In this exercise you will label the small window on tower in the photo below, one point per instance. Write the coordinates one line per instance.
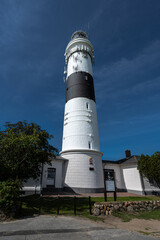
(87, 105)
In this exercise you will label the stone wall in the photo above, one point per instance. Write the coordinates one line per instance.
(106, 208)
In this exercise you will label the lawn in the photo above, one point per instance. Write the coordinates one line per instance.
(32, 205)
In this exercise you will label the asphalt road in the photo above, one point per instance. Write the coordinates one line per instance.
(59, 228)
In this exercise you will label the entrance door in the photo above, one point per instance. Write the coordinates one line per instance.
(51, 177)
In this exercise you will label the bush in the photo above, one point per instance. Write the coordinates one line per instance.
(9, 196)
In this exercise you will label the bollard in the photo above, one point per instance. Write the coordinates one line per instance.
(90, 207)
(58, 205)
(20, 207)
(40, 205)
(74, 205)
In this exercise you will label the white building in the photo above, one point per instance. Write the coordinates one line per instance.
(80, 143)
(79, 168)
(127, 176)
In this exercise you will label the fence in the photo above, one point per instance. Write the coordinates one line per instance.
(54, 205)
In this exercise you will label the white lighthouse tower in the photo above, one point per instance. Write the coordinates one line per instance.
(80, 131)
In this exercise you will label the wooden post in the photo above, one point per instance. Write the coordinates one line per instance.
(105, 194)
(115, 190)
(90, 207)
(58, 205)
(40, 205)
(20, 207)
(74, 205)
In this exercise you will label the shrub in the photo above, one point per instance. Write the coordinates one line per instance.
(9, 196)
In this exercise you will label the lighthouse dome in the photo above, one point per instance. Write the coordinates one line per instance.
(79, 34)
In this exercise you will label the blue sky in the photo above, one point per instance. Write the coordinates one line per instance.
(126, 39)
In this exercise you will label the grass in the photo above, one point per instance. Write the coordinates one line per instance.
(31, 204)
(126, 217)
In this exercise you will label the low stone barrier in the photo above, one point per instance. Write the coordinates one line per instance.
(106, 208)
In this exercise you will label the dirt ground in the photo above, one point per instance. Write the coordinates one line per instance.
(148, 227)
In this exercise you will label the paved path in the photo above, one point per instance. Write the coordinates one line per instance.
(72, 228)
(119, 194)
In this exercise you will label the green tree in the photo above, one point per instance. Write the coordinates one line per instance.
(23, 149)
(149, 167)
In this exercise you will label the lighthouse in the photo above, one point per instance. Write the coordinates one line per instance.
(80, 143)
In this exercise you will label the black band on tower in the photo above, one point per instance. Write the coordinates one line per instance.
(80, 84)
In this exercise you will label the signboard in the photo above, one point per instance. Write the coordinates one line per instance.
(110, 186)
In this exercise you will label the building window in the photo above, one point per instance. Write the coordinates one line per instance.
(51, 176)
(87, 105)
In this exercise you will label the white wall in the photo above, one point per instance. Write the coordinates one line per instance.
(118, 175)
(78, 174)
(132, 179)
(80, 125)
(59, 165)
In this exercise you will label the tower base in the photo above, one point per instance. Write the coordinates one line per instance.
(84, 173)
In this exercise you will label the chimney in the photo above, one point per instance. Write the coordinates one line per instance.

• _The problem_
Reproduce every line precisely as given, omitting all pictures.

• _Written response_
In this exercise you will label the small window on tower in the photo below, one point per instance. Write the coordinates one line per instance.
(87, 105)
In this exercise you will label the stone wall in the photo above, one point per instance. Write the coordinates one line per instance.
(106, 208)
In this exercise you will label the lawn in the photo above, one point per instance. Write the coordinates one line per instance.
(32, 205)
In this exercise you will label the asphalt road in the photo above, one point per instance. Write the coordinates one line per instance.
(59, 228)
In this exercise you will label the entrance door in the photo above, one point per instance. Write the coordinates one line per instance.
(51, 177)
In this exercise you will label the bush in the photo above, one point per instance. Write the coordinates one line per instance.
(9, 196)
In this exercise you will label the bollard in the photo above, one point per instance. Write the coordinates one line per instance.
(90, 207)
(58, 205)
(20, 207)
(40, 205)
(74, 205)
In this exercise you will label the white building in the photo above, one point per instance. Write the coordinates one line per instance.
(80, 143)
(79, 168)
(127, 176)
In this exercise you will label the fence in the photo above, one point per instance. Write the coordinates one line per instance.
(54, 205)
In this exercise you will label the white lighthouse tower in the photo above, one point per instance. Write the coordinates one line per instance.
(80, 131)
In this exercise you will label the wooden post in the photo above, one point per instance. Write the coordinates one line per instance.
(105, 194)
(115, 190)
(90, 207)
(58, 205)
(40, 205)
(20, 207)
(74, 205)
In this exercise you will label the shrub in the photo above, one point per instance. Write the coordinates one line per instance.
(9, 196)
In this exercise you will label the lighthouse dome in the photo above, one point per instance. Write the coordinates one line per instance.
(79, 34)
In this exercise you will label the blue sky in the photo above, one point per instance. Write the coordinates one line per instance.
(126, 39)
In this exercise you will label the grass in the photo above, one point per instance. Write the coordinates one line per instance.
(31, 204)
(126, 217)
In this exercise you will label the low stone barrier in the photo above, one point per instance. Write the coordinates one line per instance.
(106, 208)
In this exercise you will label the dirt ground in the photo above, one point per instance. Write the coordinates one line per instance.
(148, 227)
In this exercise you will label the paved path in the photo above, one point per instance. Write the coordinates one line per instance.
(72, 228)
(119, 194)
In this exercise you will label the green tree in the photo above, one point per instance. Write the coordinates one line per instance.
(23, 149)
(149, 167)
In this exercise you will label the lighthouse in the photo above, one point per instance. Write the coordinates one line per instance.
(80, 143)
In this exercise you will label the black band on tower in the photo above, one point per instance. Write the coordinates one line per instance.
(80, 84)
In this exercise you will label the signboard in the photo above, one point per instance. Write the coordinates one line per instance.
(110, 186)
In this exercise you will label the building window in the photo above, one point per instance. Write the coordinates one line per instance.
(51, 176)
(87, 105)
In this exercise you will label the white wall in the photo above, one point per instance. Write the coordinates one line per instance.
(118, 175)
(78, 174)
(132, 179)
(80, 125)
(59, 165)
In this exercise you will label the tower base in the photo above, one point per instance. Write the coordinates one line per instance.
(84, 173)
In this exercise you will label the chimney in the photo above, one point per instance. Write the coordinates one line per instance.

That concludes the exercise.